(What you should do): Copy word for word the lines of the material below, from the line containing "man in light" through the last line of the material.

(The input):
┄┄┄┄┄┄
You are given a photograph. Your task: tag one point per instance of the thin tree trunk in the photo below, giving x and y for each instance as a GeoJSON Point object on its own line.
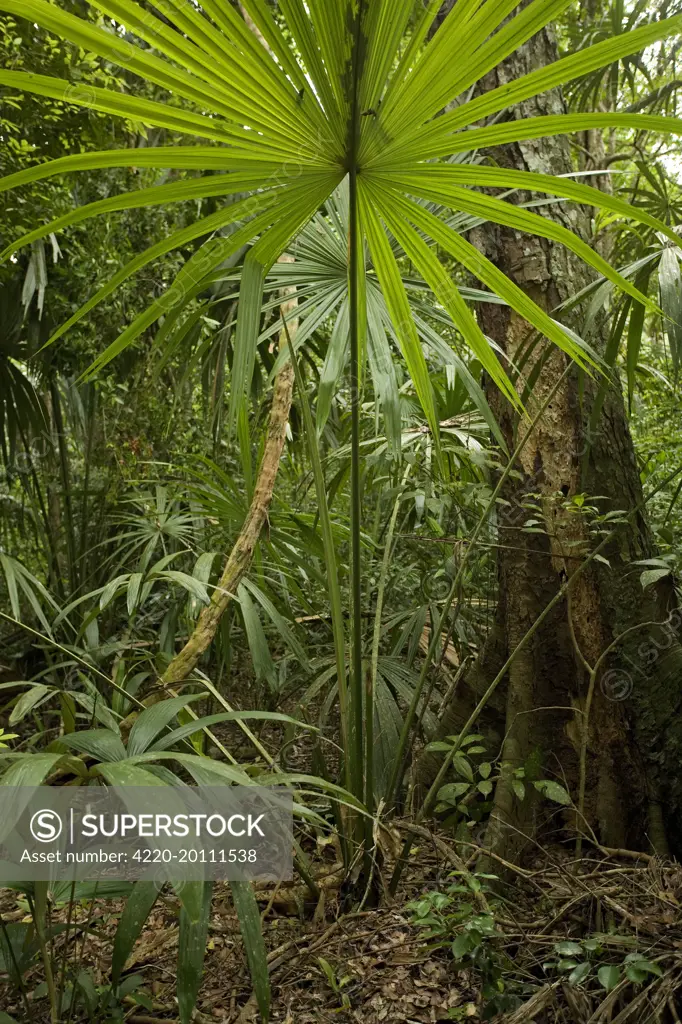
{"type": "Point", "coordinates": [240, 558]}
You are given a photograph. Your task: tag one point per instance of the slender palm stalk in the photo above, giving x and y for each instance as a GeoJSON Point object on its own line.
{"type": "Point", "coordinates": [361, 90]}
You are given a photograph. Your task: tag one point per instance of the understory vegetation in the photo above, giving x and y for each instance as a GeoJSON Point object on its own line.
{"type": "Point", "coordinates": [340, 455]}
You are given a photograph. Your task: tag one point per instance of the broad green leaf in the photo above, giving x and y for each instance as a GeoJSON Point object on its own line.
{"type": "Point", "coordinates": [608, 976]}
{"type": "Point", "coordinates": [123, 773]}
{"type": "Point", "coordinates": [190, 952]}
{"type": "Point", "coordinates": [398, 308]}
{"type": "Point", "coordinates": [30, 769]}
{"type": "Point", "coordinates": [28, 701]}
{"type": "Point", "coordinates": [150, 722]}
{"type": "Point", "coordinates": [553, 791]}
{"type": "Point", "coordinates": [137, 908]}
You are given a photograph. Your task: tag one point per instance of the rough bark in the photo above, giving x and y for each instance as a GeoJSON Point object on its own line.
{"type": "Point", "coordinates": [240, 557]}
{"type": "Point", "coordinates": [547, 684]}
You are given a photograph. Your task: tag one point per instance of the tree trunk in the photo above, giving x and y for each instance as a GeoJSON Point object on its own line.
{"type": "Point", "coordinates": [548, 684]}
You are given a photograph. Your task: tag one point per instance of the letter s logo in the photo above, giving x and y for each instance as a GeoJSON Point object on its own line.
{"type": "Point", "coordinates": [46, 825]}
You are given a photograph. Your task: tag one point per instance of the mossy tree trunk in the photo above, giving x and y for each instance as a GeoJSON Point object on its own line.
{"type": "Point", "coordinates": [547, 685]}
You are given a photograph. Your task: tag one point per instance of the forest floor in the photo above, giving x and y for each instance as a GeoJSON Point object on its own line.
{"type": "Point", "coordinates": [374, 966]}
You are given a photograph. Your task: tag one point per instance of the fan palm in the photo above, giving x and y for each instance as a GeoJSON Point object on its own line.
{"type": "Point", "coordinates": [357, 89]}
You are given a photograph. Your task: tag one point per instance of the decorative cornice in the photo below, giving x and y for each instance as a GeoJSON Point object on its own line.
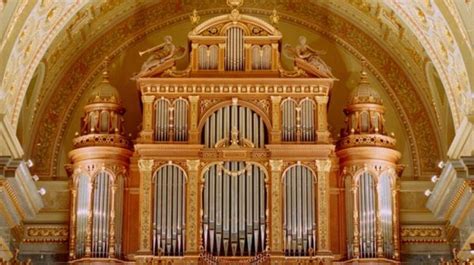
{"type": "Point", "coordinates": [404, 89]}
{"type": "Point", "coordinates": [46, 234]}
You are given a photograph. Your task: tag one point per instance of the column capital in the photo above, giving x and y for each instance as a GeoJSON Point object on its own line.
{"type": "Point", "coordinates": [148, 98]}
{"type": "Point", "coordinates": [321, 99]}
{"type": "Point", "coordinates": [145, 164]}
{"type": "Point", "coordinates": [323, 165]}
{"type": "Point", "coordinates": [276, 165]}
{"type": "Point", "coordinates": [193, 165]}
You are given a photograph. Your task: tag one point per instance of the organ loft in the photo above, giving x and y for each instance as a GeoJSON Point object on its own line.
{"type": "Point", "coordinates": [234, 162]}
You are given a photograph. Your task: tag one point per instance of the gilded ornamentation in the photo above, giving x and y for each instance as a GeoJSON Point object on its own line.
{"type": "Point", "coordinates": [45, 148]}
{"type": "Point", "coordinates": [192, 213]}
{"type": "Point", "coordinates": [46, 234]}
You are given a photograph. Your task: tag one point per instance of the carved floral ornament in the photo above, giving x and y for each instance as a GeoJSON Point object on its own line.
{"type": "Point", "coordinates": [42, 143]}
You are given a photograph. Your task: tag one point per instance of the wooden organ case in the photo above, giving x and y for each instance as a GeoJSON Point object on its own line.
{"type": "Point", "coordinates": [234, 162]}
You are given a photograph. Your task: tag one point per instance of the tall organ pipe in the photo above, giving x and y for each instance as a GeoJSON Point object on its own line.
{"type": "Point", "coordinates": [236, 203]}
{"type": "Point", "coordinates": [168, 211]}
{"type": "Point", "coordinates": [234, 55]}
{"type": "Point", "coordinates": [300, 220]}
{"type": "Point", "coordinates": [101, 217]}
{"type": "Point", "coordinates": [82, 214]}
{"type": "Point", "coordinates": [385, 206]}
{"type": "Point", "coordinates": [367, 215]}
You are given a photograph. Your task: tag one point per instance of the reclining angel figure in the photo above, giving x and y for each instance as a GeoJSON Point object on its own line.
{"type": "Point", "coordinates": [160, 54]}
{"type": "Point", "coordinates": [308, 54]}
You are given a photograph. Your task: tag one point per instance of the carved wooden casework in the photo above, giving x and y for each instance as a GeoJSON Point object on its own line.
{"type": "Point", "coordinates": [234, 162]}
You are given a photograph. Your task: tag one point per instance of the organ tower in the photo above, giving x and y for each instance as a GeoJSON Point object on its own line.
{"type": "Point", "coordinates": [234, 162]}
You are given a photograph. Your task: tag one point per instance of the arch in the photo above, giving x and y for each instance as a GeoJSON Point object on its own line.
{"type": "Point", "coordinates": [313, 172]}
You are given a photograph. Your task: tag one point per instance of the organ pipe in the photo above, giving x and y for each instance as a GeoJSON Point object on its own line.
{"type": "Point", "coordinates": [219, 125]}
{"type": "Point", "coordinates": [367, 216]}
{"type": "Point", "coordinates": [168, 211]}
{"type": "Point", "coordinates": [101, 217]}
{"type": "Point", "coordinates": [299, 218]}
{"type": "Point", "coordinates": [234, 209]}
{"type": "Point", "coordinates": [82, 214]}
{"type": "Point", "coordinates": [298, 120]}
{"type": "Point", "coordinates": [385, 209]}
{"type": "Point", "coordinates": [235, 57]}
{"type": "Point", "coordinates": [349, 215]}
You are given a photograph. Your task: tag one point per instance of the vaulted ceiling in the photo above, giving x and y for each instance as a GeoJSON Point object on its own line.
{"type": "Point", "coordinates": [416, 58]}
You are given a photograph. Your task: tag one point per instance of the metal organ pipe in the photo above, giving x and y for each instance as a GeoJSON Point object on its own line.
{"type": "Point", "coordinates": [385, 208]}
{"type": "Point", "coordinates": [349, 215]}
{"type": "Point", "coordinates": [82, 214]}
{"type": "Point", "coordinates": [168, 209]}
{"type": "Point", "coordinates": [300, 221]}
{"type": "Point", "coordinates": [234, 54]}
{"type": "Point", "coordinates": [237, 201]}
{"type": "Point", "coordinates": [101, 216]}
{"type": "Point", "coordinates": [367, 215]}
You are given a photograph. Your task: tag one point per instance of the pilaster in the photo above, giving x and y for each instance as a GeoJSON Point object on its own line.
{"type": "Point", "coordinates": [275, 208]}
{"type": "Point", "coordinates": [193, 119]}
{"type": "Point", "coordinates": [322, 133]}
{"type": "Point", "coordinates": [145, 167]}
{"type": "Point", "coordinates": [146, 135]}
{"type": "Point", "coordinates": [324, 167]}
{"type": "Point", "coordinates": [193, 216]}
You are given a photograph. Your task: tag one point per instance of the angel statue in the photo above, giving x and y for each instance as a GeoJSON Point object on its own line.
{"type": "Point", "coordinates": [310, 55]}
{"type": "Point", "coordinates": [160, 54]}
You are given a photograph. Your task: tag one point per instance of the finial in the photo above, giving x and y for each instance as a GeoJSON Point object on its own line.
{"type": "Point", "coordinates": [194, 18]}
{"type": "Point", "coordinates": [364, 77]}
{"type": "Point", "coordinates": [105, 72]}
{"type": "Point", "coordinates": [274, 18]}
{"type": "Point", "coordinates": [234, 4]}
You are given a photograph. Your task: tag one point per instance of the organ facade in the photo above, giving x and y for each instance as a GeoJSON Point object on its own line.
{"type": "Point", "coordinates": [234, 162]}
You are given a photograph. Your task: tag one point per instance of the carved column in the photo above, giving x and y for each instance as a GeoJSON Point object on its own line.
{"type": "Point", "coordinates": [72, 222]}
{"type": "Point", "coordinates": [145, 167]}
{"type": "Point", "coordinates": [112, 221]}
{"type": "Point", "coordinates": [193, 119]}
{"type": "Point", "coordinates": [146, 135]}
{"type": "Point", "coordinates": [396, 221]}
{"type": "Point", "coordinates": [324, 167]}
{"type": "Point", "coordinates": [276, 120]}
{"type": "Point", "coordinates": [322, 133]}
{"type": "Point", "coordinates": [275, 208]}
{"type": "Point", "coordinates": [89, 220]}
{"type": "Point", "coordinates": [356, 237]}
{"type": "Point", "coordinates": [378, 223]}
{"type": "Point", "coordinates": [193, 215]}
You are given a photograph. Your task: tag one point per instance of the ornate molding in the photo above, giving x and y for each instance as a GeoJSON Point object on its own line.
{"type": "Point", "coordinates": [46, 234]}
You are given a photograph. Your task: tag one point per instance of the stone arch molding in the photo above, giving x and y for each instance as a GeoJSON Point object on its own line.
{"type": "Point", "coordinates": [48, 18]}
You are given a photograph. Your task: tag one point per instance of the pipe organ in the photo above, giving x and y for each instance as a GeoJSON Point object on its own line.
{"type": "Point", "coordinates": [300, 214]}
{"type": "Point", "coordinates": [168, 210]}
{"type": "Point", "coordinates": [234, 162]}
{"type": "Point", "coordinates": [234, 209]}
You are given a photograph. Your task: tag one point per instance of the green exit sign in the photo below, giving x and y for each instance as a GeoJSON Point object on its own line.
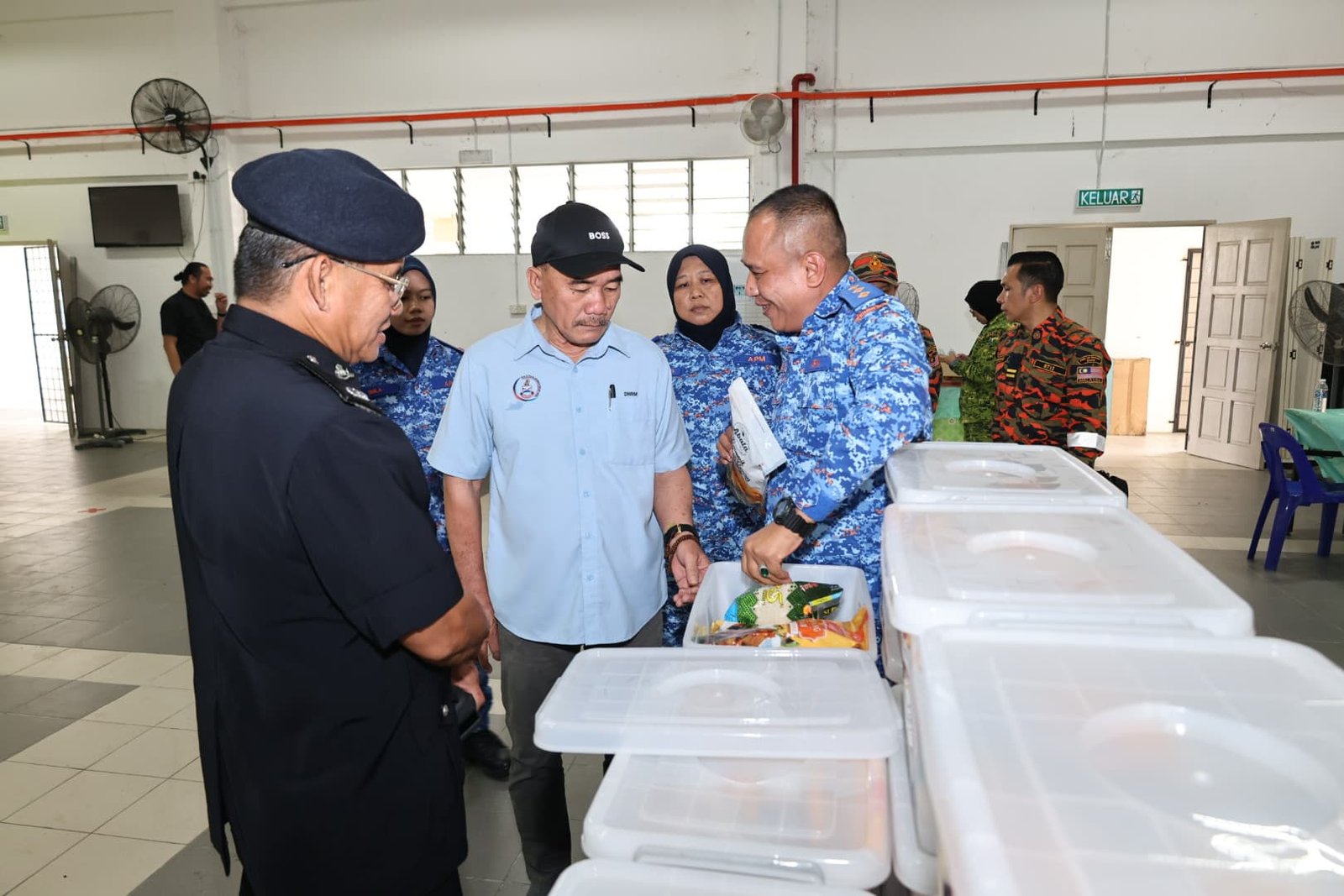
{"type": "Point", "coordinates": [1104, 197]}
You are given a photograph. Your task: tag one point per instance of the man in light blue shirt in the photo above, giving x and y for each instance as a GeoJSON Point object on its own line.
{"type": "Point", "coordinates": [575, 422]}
┄┄┄┄┄┄
(Solution to this exercise):
You are given a photograph. Your task: tag one point per instance of the man in light blue shirt in the photo above, giving x and y for each instance as a GeoJSON Point object on its own line.
{"type": "Point", "coordinates": [575, 422]}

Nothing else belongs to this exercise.